### Directions for this task
Nothing may be added, dropped, or altered; restate the listing word for word.

### Extracted information
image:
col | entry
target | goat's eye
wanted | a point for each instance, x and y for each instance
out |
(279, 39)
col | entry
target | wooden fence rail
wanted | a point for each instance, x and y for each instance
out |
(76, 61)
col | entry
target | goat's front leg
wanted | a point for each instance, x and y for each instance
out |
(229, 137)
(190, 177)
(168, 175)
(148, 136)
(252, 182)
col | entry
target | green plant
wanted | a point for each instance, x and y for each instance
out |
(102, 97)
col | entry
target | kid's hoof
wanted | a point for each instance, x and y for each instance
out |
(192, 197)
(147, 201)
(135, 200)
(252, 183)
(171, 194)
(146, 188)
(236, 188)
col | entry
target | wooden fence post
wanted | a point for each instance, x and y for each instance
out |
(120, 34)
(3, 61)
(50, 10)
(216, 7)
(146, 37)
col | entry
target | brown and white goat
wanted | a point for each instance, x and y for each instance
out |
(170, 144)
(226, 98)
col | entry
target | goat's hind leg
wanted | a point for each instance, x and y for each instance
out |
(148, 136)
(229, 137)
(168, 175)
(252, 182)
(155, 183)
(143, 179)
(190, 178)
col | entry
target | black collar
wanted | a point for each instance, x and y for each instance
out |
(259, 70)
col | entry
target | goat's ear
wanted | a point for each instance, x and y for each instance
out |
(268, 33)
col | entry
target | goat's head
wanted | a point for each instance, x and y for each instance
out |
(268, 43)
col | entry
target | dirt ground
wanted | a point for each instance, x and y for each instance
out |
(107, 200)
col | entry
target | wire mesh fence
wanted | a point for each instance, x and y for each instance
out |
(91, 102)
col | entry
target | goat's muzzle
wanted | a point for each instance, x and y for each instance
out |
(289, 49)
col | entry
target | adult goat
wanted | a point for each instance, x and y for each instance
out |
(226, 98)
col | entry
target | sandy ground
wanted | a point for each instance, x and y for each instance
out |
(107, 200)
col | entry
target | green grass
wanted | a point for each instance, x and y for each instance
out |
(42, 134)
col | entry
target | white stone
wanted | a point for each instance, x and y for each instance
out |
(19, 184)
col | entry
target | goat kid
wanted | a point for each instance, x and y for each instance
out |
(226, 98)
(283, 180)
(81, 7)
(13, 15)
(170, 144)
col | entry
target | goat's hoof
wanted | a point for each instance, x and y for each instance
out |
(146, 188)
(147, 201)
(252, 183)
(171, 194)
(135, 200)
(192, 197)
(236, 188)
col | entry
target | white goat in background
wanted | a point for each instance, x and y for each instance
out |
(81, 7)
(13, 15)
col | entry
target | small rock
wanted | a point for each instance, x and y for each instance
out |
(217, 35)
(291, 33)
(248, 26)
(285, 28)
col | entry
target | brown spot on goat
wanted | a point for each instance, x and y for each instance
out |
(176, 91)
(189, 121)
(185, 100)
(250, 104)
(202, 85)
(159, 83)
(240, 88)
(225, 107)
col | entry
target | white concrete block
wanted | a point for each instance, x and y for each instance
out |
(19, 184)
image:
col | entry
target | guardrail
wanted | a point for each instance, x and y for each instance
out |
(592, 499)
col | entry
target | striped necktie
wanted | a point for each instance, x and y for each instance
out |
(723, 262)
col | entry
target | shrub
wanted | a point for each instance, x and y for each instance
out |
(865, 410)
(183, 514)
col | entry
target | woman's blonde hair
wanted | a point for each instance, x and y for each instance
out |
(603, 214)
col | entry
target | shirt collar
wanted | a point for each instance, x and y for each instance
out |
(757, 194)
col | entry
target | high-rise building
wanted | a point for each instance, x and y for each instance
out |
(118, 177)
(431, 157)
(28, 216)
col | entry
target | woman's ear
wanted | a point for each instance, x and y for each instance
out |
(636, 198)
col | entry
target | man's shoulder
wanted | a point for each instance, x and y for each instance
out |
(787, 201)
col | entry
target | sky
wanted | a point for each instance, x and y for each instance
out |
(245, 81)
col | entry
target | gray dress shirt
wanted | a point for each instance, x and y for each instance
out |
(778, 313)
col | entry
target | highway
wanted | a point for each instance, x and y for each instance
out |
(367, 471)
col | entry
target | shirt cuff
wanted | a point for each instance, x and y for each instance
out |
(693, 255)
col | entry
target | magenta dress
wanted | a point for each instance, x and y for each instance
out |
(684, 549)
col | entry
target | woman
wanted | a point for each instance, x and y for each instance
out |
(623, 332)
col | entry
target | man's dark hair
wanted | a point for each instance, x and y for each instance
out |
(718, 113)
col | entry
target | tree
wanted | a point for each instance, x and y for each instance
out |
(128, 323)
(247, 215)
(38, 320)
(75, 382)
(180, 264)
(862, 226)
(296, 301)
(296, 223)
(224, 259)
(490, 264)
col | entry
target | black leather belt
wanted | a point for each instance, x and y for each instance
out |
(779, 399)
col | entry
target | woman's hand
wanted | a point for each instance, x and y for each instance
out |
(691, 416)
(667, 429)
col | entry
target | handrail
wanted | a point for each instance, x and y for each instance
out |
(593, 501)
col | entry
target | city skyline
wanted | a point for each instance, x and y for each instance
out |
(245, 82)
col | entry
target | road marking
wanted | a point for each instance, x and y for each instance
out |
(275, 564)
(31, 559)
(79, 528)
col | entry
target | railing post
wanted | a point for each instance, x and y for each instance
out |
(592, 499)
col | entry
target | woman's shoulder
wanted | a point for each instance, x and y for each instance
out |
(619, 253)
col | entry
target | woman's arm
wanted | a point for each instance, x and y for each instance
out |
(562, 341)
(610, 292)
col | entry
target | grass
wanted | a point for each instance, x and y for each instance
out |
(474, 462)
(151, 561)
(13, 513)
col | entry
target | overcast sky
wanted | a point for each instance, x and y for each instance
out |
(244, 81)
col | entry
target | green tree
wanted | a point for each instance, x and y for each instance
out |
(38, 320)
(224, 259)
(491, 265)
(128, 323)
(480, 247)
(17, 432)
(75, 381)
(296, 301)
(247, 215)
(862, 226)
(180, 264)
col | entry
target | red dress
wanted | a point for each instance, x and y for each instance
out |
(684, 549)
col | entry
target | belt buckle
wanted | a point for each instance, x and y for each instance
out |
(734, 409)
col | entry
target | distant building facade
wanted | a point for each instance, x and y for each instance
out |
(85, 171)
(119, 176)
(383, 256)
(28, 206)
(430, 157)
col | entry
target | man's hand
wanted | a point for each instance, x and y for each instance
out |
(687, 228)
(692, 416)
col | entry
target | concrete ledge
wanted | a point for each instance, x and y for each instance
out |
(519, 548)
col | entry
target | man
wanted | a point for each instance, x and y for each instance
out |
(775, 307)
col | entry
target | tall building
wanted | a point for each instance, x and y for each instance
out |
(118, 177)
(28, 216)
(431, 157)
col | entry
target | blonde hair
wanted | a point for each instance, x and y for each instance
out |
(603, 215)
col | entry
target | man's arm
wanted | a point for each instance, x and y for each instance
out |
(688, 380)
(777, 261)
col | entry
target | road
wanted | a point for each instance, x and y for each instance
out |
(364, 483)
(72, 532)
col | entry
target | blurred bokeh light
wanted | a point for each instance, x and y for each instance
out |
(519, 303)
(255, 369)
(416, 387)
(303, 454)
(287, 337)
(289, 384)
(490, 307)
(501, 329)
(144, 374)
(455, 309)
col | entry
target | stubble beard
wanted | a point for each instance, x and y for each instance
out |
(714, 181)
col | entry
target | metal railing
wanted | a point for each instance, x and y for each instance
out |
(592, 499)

### Solution for this exercise
image:
col | entry
target | goat's eye
wanted | a point for each instance, x and y for each instance
out |
(279, 39)
col | entry
target | wooden fence rail
wanted | a point for each instance, x and y for each instance
out |
(76, 61)
col | entry
target | goat's front leg
wanted | a point for each instance, x and y for each instance
out |
(229, 137)
(190, 177)
(168, 175)
(148, 136)
(252, 182)
col | entry
target | green plant
wanted | a point for each instance, x and y for each instance
out |
(102, 97)
col | entry
target | kid's hoof
wanted | a point for each instance, x and y for each instance
out |
(192, 197)
(147, 201)
(135, 200)
(252, 183)
(171, 194)
(146, 188)
(236, 188)
col | entry
target | wooden fence post
wanted | a point for each instance, x and y for each instance
out |
(120, 34)
(3, 61)
(50, 10)
(216, 7)
(146, 37)
col | entry
target | brown and white goat
wanted | a point for each instance, x and y for each instance
out |
(170, 144)
(226, 98)
col | entry
target | goat's hind leg
wanted | a point for each instance, x and y for each instance
out |
(148, 136)
(229, 137)
(168, 175)
(252, 182)
(155, 183)
(143, 179)
(190, 178)
col | entry
target | black collar
wanted | a point for each instance, x and y for each instance
out |
(259, 70)
col | entry
target | goat's ear
wanted | a point for each instance, x and y for each instance
out |
(268, 33)
col | entry
target | goat's head
wanted | a point for each instance, x and y for each instance
out |
(268, 43)
col | entry
target | dirt ground
wanted | a point for each instance, x and y for each instance
out |
(107, 200)
col | entry
target | wire mesh fence
wanted | a point for each instance, x and y for each instance
out |
(91, 102)
col | entry
target | goat's muzzle
wanted | a point for each instance, x and y for each instance
out |
(289, 49)
col | entry
target | adult goat
wanted | a point for each instance, x and y for each instance
out |
(226, 98)
col | entry
target | sandy ground
wanted | a point for each instance, x and y for each instance
out |
(107, 200)
col | entry
target | green grass
wanted | a point for each instance, x and y for each instance
out |
(42, 134)
col | entry
target | white stone
wanted | a point for each instance, x and y for each instance
out |
(19, 184)
col | entry
target | goat kid
wanted | a point for each instance, x and y for each instance
out |
(226, 98)
(283, 180)
(81, 7)
(13, 15)
(170, 144)
col | entry
target | goat's hoof
wanted | a point for each instance, x and y for each instance
out |
(146, 188)
(147, 201)
(252, 183)
(171, 194)
(135, 200)
(192, 197)
(236, 188)
col | entry
target | white goat in background
wanted | a point for each instance, x and y for each instance
out |
(81, 7)
(13, 15)
col | entry
target | small rock
wanted | a point for each instance, x and y for each instance
out |
(217, 35)
(291, 33)
(248, 26)
(285, 28)
col | entry
target | brown spot on goat
wanted | a point for each instance, x and y for each instance
out |
(176, 91)
(189, 121)
(185, 100)
(250, 104)
(202, 85)
(159, 83)
(240, 88)
(225, 107)
col | entry
target | white concrete block
wanted | a point for each instance, x and y for each instance
out |
(19, 184)
image:
col | entry
target | guardrail
wanted | a point for each instance, x and y for each instance
out |
(592, 499)
col | entry
target | striped necktie
wanted | a point for each instance, x and y for each instance
out |
(723, 262)
col | entry
target | shrub
wanted | a point for each instance, x and y for each instance
out |
(865, 410)
(183, 514)
col | entry
target | woman's blonde hair
wanted | a point for each instance, x and y for each instance
out |
(603, 214)
col | entry
target | shirt collar
wanted | a point for each instance, x and y for each instance
out |
(757, 194)
col | entry
target | high-rise building
wanted | a point for each instance, x and y for each instance
out |
(118, 177)
(431, 157)
(28, 216)
col | entry
target | woman's ear
wanted | a point for each instance, x and y for each instance
out |
(636, 198)
col | entry
target | man's shoulder
wanted | a point for each instance, x and y for each instance
out |
(787, 201)
col | entry
target | sky
wanted | a point for each instance, x and y for each instance
out |
(245, 81)
col | entry
target | gray dress shirt
wanted | a point for each instance, x and y for each instance
out |
(778, 313)
col | entry
target | highway
wanted | a point for each instance, x and y for each instance
out |
(367, 471)
col | entry
target | shirt cuff
wanted | a point for each instance, x and y for each instance
out |
(693, 255)
col | entry
target | magenta dress
wanted | a point for each instance, x and y for each instance
out |
(684, 549)
col | entry
target | woman
wanted | a point for each instance, x and y for each instance
out |
(623, 332)
col | entry
target | man's dark hair
wanted | a point for each instance, x and y for each instance
out |
(718, 113)
col | entry
target | tree
wanted | a point for each instance, x and y for each instance
out |
(128, 323)
(247, 215)
(38, 320)
(75, 382)
(180, 264)
(862, 226)
(296, 301)
(296, 223)
(224, 259)
(490, 264)
col | entry
target | black leather belt
wanted | a point for each instance, x and y for each instance
out |
(779, 399)
col | entry
target | woman's hand
wanted | a point for each instance, x and y for each instance
out |
(691, 416)
(667, 429)
col | entry
target | handrail
wanted | a point for each instance, x and y for each instance
out |
(593, 501)
col | entry
target | city skyline
wanted | a point for each instance, x and y for each instance
out |
(245, 82)
col | entry
target | road marking
wanted | a point for each instance, x and y for each instance
out |
(275, 564)
(31, 559)
(79, 528)
col | entry
target | railing post
wanted | a point for each instance, x and y for each instance
out |
(592, 499)
col | entry
target | woman's shoulder
wanted | a point for each instance, x and y for each instance
out |
(619, 253)
col | entry
target | woman's arm
wanted | a point for each instance, x and y for each instance
out |
(562, 341)
(610, 292)
col | entry
target | grass
wanted | a point for each instance, x and y for each instance
out |
(474, 462)
(151, 561)
(13, 513)
col | entry
target | overcast sky
wanted | a point for each instance, x and y for each instance
out |
(244, 81)
col | entry
target | green tree
wanted | a point for each instance, x and y for each instance
out |
(38, 320)
(224, 259)
(491, 265)
(128, 323)
(480, 247)
(17, 432)
(75, 381)
(296, 301)
(247, 215)
(862, 226)
(180, 264)
col | entry
target | red dress
wanted | a point for each instance, x and y for each instance
out |
(684, 549)
col | entry
target | belt buckle
wanted | a point for each instance, x and y for each instance
out |
(734, 409)
col | entry
target | distant building facade
wanted | a point for each instance, x and y for each instance
out |
(85, 171)
(119, 176)
(383, 256)
(28, 206)
(430, 157)
col | entry
target | man's hand
wanted | a point for each instance, x and y for each instance
out |
(687, 228)
(692, 416)
col | entry
target | concrete ledge
wanted | a point for each instance, x and y for each instance
out |
(519, 548)
col | entry
target | man
wanted | a point for each instance, x and y for each instance
out |
(775, 307)
col | entry
target | tall building
wanted | a point for each instance, x and y for each instance
out |
(118, 177)
(28, 216)
(431, 157)
col | entry
target | blonde hair
wanted | a point for each instance, x and y for each instance
out |
(603, 215)
col | entry
target | man's arm
wanted | a point for each instance, x and y for each instance
out |
(688, 380)
(777, 261)
col | entry
target | road
wanted | a point for each instance, x and y for each instance
out |
(364, 483)
(72, 532)
col | entry
target | blurred bokeh light
wanted | a point for each instance, x and y for each instance
out |
(519, 303)
(255, 369)
(416, 387)
(303, 454)
(287, 337)
(289, 384)
(490, 307)
(501, 329)
(144, 374)
(455, 309)
col | entry
target | stubble beard
wanted | a point for each instance, x and y for each instance
out |
(714, 181)
col | entry
target | metal railing
wanted | a point for each instance, x and y for each instance
out |
(592, 499)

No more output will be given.